[Opening Record extracts section]

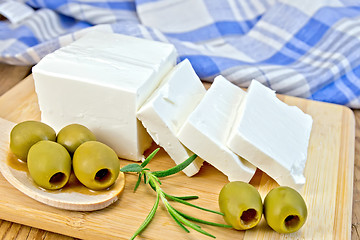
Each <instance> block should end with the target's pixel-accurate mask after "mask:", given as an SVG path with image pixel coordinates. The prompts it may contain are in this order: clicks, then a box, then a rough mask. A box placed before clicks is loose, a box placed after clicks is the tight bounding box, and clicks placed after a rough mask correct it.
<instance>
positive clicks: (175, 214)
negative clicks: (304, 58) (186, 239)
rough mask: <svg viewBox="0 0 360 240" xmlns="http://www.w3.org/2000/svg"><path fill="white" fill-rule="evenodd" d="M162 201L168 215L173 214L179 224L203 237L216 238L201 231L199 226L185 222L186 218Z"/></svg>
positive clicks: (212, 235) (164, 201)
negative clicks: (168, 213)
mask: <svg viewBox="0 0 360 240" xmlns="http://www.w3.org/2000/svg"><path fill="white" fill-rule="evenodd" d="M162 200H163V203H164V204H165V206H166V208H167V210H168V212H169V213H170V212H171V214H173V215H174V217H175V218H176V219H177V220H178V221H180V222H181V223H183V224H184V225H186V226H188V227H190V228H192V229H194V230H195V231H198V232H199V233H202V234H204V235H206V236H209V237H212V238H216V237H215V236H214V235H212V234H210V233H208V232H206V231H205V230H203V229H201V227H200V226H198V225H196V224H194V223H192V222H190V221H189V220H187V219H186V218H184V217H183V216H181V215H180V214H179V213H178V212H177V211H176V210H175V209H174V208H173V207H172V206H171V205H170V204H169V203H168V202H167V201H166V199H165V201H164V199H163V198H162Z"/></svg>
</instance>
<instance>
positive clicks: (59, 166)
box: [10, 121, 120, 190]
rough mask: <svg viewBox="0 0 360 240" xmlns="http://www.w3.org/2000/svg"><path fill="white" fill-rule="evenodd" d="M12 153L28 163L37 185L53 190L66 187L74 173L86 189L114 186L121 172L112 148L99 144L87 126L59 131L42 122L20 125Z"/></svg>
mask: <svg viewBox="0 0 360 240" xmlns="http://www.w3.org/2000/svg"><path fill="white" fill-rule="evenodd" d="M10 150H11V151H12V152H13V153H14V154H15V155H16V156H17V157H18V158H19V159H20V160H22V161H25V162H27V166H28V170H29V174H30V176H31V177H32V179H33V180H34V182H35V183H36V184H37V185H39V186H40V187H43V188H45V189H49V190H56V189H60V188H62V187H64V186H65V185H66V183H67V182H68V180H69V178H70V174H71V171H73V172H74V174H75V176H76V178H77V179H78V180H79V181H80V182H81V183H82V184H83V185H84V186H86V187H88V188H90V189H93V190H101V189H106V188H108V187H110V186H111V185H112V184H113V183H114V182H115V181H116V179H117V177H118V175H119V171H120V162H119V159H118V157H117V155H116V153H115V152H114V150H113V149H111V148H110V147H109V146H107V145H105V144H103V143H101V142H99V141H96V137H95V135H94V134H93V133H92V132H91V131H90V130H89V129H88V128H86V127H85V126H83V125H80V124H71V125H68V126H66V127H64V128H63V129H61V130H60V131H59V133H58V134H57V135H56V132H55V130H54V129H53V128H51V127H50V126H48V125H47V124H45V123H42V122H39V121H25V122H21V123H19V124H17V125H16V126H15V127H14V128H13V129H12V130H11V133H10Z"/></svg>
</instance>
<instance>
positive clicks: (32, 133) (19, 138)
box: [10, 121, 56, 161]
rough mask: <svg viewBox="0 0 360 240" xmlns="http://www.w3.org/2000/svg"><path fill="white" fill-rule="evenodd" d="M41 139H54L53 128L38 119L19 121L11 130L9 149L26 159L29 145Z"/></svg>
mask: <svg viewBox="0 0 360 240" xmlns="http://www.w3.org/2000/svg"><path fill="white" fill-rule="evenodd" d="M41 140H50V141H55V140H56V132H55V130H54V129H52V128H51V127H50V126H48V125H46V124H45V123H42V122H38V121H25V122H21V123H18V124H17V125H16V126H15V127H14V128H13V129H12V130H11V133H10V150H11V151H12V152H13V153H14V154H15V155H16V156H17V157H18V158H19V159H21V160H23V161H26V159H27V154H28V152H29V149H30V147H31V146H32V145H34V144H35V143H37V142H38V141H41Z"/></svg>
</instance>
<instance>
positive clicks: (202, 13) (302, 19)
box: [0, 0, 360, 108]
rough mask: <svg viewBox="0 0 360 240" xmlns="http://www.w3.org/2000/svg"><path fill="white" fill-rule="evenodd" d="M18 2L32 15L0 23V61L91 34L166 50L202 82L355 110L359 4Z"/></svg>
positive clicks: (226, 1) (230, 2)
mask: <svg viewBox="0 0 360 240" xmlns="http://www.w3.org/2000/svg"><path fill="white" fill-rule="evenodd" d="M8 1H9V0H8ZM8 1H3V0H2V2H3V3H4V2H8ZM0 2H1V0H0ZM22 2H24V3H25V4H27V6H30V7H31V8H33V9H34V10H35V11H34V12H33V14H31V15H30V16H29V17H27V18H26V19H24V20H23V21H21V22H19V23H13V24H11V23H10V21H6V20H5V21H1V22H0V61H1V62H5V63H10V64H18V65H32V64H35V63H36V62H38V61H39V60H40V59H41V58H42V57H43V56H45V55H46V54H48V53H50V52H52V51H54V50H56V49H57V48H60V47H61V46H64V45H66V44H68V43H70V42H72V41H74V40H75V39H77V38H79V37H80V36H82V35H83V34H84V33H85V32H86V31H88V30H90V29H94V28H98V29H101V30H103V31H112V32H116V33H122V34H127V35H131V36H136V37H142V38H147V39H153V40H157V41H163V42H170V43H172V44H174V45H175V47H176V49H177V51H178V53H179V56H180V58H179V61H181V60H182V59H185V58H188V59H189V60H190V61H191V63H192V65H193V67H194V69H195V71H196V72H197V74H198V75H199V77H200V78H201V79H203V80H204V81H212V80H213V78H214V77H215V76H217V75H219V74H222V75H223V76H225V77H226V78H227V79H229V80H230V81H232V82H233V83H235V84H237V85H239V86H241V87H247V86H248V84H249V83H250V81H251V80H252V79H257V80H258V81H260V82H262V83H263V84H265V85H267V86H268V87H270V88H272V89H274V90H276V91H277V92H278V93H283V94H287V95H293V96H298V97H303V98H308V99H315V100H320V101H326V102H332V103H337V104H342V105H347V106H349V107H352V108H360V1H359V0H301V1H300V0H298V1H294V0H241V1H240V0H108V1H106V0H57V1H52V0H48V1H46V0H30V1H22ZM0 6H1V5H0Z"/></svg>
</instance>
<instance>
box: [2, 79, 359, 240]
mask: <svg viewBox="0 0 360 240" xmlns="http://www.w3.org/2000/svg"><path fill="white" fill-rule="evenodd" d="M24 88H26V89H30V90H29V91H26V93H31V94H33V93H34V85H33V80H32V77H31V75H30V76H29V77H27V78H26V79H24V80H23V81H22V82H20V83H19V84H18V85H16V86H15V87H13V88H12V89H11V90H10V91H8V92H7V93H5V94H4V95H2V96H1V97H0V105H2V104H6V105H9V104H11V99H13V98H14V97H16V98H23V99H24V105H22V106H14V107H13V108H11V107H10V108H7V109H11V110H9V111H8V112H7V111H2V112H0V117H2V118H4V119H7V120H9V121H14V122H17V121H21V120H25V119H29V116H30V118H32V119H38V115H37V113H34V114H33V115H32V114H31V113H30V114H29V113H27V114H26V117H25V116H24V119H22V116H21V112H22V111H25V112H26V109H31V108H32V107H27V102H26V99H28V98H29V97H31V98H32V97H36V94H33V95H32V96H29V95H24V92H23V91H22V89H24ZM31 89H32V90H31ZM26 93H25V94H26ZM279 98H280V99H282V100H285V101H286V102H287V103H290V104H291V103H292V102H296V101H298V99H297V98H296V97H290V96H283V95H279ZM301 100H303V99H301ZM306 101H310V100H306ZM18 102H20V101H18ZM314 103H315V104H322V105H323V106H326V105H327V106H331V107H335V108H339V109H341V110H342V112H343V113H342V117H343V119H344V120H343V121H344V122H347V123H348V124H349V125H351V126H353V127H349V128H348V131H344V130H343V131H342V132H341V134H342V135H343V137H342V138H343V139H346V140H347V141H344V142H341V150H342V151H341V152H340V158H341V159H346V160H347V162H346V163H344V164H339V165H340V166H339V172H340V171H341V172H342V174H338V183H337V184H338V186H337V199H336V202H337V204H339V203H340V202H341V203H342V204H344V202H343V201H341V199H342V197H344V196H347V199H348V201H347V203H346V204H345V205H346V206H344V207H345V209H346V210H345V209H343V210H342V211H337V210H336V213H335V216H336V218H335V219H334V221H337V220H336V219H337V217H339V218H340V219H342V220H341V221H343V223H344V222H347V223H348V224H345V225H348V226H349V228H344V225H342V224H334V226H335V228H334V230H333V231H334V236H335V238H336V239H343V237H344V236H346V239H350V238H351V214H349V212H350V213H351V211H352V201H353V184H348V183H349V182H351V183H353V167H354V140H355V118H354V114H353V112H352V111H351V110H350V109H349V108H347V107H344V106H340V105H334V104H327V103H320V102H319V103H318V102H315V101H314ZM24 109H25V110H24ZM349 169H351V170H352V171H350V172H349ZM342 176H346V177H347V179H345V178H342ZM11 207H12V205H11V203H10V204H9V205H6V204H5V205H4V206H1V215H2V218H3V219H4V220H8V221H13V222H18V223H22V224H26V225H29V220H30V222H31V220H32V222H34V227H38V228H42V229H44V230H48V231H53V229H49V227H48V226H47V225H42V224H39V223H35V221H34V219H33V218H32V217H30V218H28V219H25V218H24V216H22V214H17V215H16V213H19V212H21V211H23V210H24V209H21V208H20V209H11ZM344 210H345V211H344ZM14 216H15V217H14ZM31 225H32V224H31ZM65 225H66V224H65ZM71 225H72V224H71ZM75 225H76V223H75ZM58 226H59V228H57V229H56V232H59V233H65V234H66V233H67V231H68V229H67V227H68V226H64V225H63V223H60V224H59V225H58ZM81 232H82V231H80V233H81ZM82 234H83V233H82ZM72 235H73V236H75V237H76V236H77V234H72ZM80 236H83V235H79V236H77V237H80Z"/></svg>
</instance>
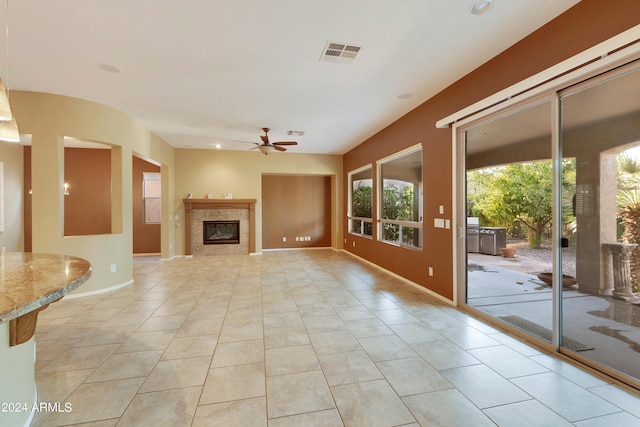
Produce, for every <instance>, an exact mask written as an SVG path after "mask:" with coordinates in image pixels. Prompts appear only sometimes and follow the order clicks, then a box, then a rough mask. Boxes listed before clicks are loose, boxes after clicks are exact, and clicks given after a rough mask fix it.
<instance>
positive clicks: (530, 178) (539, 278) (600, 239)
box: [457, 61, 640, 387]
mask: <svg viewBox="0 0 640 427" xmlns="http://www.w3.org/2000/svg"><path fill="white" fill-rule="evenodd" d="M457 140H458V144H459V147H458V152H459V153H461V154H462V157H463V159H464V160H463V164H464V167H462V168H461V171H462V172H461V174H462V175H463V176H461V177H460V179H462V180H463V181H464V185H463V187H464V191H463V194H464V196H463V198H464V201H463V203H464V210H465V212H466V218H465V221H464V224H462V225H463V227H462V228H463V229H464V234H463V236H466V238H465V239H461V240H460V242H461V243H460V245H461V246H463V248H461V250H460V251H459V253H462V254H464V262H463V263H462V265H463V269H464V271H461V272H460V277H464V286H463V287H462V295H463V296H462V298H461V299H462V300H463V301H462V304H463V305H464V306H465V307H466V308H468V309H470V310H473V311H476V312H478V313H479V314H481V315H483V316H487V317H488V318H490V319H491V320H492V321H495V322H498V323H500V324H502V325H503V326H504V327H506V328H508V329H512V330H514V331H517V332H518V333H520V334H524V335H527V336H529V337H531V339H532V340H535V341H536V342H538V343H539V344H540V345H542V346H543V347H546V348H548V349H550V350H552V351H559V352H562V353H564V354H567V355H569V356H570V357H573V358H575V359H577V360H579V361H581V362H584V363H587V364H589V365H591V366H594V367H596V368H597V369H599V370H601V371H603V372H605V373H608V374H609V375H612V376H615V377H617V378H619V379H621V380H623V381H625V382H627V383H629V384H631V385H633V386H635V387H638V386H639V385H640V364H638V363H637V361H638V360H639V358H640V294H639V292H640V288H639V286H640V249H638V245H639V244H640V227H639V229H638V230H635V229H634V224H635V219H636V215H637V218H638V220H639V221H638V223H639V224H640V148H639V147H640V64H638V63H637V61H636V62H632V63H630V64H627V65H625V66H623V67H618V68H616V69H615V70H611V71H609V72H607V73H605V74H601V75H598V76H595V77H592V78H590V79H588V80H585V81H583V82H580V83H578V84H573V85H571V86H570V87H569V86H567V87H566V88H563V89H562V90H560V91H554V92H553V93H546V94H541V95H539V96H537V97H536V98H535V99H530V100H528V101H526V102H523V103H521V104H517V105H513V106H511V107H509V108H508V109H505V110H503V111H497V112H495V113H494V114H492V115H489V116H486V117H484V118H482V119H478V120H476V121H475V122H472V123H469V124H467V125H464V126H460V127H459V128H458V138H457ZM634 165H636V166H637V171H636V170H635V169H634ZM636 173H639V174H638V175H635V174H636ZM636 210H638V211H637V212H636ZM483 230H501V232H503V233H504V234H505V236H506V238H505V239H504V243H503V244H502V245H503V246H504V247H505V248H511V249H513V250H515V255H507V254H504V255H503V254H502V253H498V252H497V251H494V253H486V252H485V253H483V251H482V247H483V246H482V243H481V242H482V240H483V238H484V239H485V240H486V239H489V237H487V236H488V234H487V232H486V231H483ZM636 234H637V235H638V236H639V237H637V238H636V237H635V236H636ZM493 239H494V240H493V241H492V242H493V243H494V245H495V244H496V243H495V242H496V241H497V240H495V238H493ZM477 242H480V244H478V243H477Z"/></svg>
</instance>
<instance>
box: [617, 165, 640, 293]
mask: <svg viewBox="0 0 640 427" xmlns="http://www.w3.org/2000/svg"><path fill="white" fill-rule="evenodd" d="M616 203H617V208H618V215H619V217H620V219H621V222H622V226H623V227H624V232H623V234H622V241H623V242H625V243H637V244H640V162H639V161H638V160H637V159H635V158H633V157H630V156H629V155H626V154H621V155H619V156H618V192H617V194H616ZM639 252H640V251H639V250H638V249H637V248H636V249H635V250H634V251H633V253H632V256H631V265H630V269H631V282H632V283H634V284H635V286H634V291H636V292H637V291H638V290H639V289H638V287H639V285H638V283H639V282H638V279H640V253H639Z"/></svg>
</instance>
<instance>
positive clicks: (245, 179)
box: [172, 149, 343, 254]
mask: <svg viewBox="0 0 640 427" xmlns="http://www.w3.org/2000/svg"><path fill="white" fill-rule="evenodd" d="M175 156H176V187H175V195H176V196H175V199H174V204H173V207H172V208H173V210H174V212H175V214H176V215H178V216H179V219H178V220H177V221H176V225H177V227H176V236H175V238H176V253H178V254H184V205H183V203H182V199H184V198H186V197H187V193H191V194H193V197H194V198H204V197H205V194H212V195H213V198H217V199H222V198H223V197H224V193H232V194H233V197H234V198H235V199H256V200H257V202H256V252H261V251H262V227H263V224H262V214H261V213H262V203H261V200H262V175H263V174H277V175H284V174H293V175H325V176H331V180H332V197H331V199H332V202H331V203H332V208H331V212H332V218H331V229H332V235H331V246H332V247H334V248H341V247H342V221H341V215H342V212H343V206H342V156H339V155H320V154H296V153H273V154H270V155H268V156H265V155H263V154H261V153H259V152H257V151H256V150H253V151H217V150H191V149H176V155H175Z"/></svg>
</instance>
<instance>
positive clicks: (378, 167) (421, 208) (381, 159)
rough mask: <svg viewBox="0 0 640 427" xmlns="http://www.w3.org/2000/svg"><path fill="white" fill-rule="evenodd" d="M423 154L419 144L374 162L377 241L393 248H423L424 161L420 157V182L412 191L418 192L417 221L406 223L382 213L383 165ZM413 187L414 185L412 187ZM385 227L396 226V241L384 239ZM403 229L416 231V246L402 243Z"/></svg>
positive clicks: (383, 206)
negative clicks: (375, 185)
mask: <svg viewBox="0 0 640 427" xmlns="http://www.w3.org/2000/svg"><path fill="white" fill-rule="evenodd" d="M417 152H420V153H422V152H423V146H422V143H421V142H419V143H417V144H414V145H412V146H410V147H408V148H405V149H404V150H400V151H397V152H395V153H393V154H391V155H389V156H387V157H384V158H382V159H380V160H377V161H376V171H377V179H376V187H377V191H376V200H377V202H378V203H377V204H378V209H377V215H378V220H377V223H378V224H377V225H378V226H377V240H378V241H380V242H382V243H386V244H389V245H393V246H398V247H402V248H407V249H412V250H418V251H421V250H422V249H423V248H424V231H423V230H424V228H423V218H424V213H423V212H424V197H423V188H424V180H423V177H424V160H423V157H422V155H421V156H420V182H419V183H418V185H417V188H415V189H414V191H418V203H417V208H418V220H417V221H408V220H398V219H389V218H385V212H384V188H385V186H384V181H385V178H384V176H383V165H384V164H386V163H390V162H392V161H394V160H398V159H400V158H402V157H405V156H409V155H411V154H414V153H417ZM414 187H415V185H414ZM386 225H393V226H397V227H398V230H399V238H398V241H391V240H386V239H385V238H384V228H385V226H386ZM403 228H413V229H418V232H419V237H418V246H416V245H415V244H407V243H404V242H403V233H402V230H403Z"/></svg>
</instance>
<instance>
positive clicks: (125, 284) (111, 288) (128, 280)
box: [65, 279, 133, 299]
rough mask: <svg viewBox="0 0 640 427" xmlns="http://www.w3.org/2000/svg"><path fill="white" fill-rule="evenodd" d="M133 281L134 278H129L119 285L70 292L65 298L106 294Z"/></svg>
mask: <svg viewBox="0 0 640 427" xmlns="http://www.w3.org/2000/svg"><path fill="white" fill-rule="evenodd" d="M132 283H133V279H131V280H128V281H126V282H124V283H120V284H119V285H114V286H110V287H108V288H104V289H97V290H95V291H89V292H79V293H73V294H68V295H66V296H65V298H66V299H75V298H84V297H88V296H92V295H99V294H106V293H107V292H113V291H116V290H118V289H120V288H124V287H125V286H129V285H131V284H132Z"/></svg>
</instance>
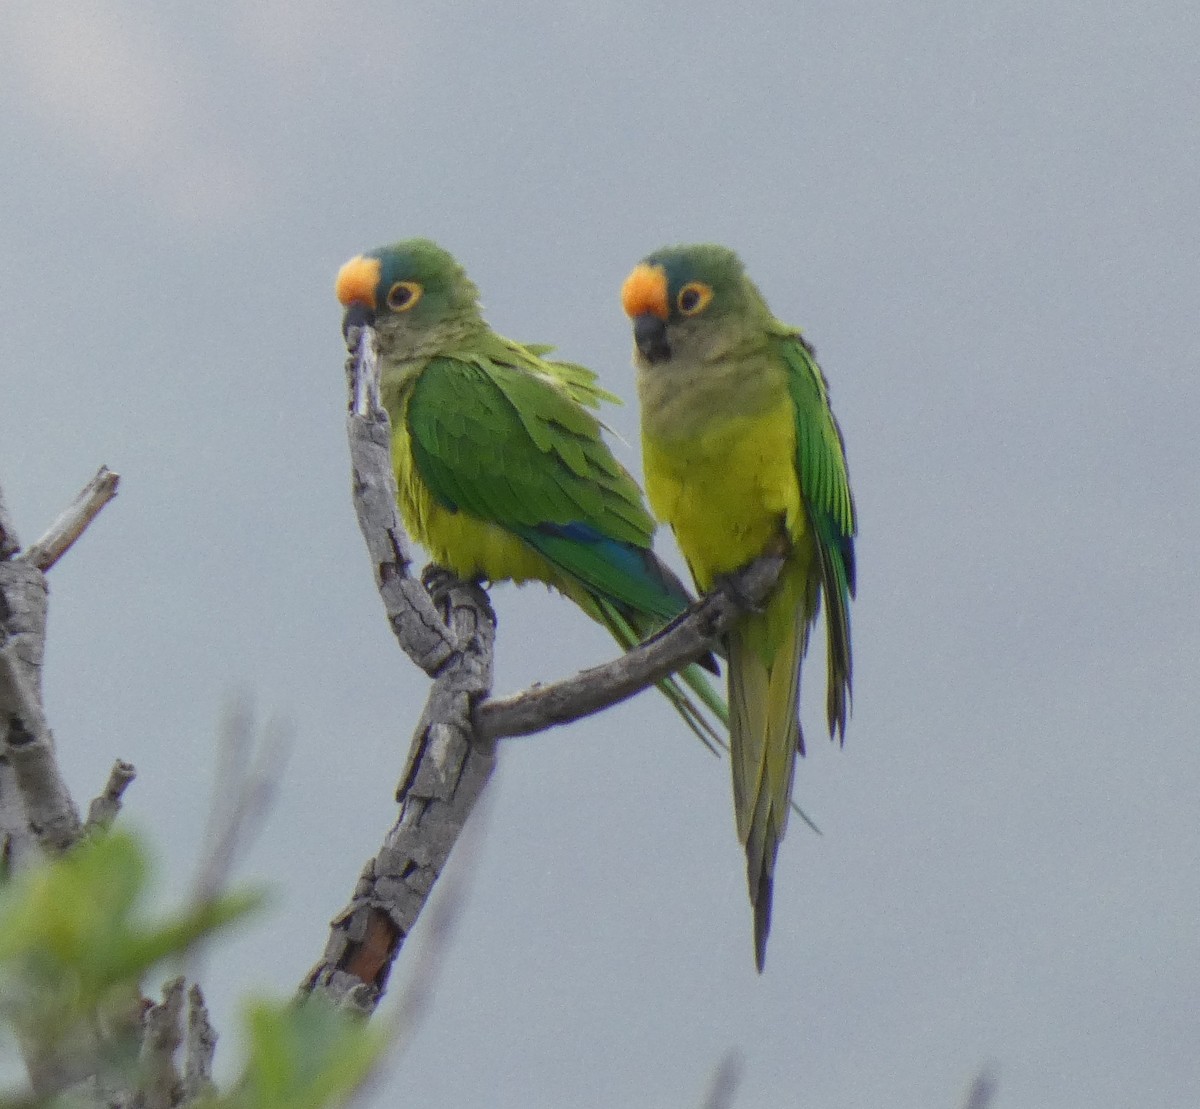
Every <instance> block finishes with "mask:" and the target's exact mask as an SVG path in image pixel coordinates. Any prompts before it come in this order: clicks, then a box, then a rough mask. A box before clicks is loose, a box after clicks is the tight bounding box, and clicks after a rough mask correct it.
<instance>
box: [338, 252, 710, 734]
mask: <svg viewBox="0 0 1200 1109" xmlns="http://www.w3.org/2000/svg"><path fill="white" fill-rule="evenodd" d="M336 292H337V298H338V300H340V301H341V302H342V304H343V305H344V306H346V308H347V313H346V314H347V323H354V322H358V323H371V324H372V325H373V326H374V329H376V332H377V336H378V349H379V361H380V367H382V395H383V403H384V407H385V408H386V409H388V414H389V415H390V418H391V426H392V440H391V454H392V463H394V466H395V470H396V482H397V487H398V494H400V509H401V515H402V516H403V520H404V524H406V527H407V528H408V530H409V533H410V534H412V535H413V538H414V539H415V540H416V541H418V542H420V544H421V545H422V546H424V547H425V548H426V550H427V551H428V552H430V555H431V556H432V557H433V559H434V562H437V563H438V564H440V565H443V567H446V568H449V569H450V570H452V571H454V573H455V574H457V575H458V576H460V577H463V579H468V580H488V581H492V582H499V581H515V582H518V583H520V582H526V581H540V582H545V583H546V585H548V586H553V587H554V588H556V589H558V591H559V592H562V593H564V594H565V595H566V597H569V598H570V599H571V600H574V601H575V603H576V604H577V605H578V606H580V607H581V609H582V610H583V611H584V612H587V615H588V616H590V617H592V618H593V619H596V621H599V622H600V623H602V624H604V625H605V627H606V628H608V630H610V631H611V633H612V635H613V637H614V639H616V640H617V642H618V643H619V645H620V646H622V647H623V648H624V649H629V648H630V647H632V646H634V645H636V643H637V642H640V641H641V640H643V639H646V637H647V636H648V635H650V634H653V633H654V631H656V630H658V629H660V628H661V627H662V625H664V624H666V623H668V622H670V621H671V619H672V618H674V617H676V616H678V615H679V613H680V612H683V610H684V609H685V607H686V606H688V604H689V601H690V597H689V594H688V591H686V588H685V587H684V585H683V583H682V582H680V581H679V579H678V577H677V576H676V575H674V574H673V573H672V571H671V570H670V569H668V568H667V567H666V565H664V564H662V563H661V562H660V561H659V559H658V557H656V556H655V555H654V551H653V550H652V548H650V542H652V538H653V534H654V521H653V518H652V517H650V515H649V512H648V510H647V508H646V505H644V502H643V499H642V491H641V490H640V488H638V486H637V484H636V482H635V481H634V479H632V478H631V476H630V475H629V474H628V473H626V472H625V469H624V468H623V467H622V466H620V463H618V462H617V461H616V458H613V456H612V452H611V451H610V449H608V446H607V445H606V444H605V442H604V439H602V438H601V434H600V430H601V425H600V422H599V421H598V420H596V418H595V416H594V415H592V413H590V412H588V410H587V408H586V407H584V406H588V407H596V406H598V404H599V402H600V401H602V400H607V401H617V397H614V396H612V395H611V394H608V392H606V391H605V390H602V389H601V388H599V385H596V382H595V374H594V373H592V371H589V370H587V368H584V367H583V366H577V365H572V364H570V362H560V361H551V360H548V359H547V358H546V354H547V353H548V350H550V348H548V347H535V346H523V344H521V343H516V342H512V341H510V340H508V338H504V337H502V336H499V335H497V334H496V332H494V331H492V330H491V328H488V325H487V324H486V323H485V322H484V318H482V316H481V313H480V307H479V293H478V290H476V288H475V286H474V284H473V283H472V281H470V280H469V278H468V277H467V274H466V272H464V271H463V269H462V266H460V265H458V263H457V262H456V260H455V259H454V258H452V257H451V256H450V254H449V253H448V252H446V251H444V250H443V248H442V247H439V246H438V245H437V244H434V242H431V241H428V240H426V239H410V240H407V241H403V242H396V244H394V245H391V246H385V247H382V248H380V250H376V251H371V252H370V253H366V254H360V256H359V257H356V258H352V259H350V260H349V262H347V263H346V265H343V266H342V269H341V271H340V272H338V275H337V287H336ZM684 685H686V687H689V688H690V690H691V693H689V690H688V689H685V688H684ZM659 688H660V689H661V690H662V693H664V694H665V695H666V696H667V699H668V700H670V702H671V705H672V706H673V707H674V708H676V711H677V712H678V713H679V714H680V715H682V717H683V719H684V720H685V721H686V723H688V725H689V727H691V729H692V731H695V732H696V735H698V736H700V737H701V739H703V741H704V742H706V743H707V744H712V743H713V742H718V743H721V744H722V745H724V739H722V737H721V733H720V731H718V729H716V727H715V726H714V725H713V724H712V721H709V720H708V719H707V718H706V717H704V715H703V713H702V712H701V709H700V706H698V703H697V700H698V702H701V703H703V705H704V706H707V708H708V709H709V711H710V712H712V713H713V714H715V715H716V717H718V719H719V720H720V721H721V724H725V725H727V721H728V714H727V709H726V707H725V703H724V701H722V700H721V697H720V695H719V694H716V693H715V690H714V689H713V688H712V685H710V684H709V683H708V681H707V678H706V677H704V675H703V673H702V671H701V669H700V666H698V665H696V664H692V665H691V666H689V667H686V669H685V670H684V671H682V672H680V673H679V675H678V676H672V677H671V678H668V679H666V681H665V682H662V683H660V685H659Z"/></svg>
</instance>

[Closing Record extracts section]

Activity: When "image" shows up in a line of the material, report that line.

Answer space:
Each <instance> block should end with the target's pixel-accurate mask after "mask:", given as an SVG path with image pixel coordinates. The prompts it may contain are in this order: clicks, then a box, then a rough mask. A box placed before clicks is loose, a box placed after clicks is the tight bounding box, and clicks placed after a rough mask correct it.
Produce, for every <instance>, an exact mask written as an SVG path after "mask:" with coordinates in image pixels. Prompts appear only sometimes and follow the order clicks, then a box, then a rough mask. Boxes listed before clicks are loose, boxes after clicks are exact, and clicks given after a rough mask fix it.
Every <instance> block finishes with "mask:" and the target's exact mask as an SVG path in image pixel coordinates. Any prompts before it come in this order: clicks, then a box, then a rough mask. A box before clicks is loose, a box after clicks is the tight bounding box, and clicks after a rough mask correct it.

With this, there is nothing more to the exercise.